begin INPUT RECORDS

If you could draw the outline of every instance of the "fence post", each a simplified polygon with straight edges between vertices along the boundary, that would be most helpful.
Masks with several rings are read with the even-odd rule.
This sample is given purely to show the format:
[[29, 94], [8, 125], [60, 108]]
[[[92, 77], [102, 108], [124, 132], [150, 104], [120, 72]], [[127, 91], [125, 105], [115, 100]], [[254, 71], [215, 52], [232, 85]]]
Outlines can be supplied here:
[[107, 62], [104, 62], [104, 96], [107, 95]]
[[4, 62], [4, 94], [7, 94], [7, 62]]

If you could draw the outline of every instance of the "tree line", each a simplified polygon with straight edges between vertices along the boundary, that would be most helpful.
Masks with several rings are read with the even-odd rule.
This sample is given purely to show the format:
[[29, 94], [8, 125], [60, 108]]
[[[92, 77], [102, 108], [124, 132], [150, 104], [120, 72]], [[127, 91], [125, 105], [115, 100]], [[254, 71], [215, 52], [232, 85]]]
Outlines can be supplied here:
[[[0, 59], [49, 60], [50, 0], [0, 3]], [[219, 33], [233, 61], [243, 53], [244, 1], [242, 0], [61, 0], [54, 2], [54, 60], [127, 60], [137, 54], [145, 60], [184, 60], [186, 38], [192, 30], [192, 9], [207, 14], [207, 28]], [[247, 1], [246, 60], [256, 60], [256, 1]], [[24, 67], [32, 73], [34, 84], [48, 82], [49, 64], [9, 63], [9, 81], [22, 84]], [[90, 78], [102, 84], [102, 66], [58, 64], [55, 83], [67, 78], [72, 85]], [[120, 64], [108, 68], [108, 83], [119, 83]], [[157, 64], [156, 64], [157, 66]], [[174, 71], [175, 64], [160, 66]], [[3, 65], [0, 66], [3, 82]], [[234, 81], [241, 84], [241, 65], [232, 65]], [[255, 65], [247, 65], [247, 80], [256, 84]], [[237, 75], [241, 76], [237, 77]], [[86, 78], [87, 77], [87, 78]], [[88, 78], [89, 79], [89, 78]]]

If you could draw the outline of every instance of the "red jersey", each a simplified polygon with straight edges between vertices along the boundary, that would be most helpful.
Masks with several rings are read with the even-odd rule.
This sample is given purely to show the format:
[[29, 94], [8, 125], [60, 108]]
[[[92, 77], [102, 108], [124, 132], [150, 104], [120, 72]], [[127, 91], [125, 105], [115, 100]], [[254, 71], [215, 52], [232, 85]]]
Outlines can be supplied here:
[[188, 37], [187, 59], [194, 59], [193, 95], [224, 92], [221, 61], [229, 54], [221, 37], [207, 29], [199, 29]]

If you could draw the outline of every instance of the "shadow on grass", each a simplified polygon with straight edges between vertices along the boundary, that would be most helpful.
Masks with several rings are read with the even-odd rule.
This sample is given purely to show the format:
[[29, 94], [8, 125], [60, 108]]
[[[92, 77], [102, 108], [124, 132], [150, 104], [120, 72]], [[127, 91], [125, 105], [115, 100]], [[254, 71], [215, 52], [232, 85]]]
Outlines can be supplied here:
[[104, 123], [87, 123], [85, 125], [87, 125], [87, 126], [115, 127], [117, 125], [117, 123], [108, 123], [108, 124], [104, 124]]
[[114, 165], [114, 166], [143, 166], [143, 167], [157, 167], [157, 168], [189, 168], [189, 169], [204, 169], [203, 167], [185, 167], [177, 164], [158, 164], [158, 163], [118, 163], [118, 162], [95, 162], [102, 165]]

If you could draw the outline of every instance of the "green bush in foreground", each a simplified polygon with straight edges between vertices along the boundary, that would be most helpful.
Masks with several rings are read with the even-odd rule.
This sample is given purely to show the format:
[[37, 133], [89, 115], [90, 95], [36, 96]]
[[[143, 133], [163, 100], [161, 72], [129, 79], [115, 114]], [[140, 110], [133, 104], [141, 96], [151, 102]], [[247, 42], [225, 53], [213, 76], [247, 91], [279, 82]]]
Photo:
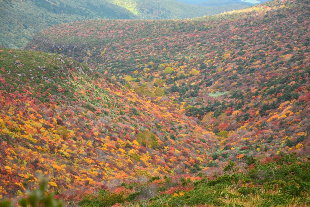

end INPUT RECORDS

Could you rewrite all the records with "most helpful" changed to "much appreciated" everywhere it occurs and nothing else altered? Leave the pictures out.

**PROBLEM SOLUTION:**
If you could draw the outline of every instance of the "fence post", each a simplified polygon with straight edges between vertices along the boundary, that would be much appreciated.
Masks with several rings are read with the even-odd rule.
This sample is given purely to show the format:
[[29, 94], [8, 125], [60, 108]]
[[[92, 77], [102, 108], [124, 132], [150, 104], [120, 72]], [[127, 91], [125, 105], [115, 100]], [[254, 71], [215, 52], [232, 85]]]
Outlines can be supplied here:
[[107, 62], [104, 62], [104, 96], [107, 95]]
[[4, 62], [4, 94], [7, 94], [7, 62]]

If you could draw the outline of every instance of the "tree line", each a simplified polygon with straight edges between vertices along the boundary, that would be much appreciated.
Masks with several rings are read with the even-odd rule.
This sample is given purely to show the format:
[[29, 94], [8, 125], [60, 108]]
[[[92, 77], [102, 108], [124, 132], [150, 104], [120, 72]], [[127, 91], [125, 105], [115, 100]], [[254, 71], [215, 52], [232, 85]]]
Outlines can be supplied here:
[[[0, 59], [49, 60], [50, 0], [0, 3]], [[219, 33], [233, 61], [243, 53], [244, 1], [242, 0], [61, 0], [54, 2], [54, 60], [127, 60], [137, 54], [145, 60], [184, 60], [186, 38], [192, 30], [192, 9], [207, 14], [207, 28]], [[247, 1], [246, 60], [256, 60], [256, 1]], [[24, 67], [32, 73], [34, 84], [48, 82], [49, 64], [9, 63], [9, 81], [22, 84]], [[90, 78], [102, 84], [102, 66], [58, 64], [55, 83], [67, 78], [72, 85]], [[120, 64], [108, 68], [108, 83], [119, 83]], [[157, 64], [156, 64], [157, 66]], [[174, 71], [175, 64], [160, 66]], [[3, 65], [0, 66], [3, 82]], [[234, 81], [241, 84], [241, 65], [232, 65]], [[255, 65], [247, 65], [247, 80], [256, 84]], [[237, 75], [241, 76], [237, 77]], [[86, 78], [87, 77], [87, 78]], [[88, 78], [89, 79], [89, 78]]]

If you could draw the outline of every instance of the "red jersey", each a simplified polygon with straight edges between vertices along the boundary, that would be much appreciated.
Masks with several rings are read with the even-odd rule.
This sample is given purely to show the format:
[[29, 94], [8, 125], [60, 108]]
[[[92, 77], [102, 108], [124, 132], [150, 104], [120, 72]], [[127, 91], [125, 105], [115, 100]], [[254, 71], [215, 52], [232, 85]]]
Outlines can be supplied here:
[[188, 37], [187, 59], [194, 59], [193, 95], [224, 92], [221, 61], [229, 54], [221, 37], [207, 29], [199, 29]]

If you could draw the outline of every instance of the "shadow on grass", each a simplified polygon with straight edges between vertices along the boundary, that would be much appreciated.
Masks with several rings are read with the even-odd rule.
This sample is given purely to show the format:
[[29, 94], [8, 125], [60, 108]]
[[[92, 77], [102, 108], [124, 132], [150, 104], [120, 72]], [[127, 91], [125, 105], [115, 100]], [[254, 71], [215, 52], [232, 85]]]
Outlines can be supplied here:
[[104, 123], [87, 123], [85, 125], [87, 125], [87, 126], [115, 127], [117, 125], [117, 123], [108, 123], [108, 124], [104, 124]]
[[114, 165], [114, 166], [143, 166], [143, 167], [157, 167], [157, 168], [189, 168], [189, 169], [204, 169], [203, 167], [185, 167], [177, 164], [158, 164], [158, 163], [118, 163], [118, 162], [95, 162], [102, 165]]

If you could draw the outline of every instance of the "green bush in foreground", each a simplified polygon with straight edges between vertices along the boundary, that would be much appreciated.
Masks with several rings are read with the even-odd rule.
This sample is given purely to show the format:
[[37, 133], [89, 115], [90, 95], [36, 96]]
[[[143, 133], [163, 100], [161, 72], [129, 79], [115, 114]], [[140, 110], [133, 104], [141, 96], [151, 102]], [[247, 42], [225, 53], [213, 76], [247, 91], [279, 82]]]
Photo:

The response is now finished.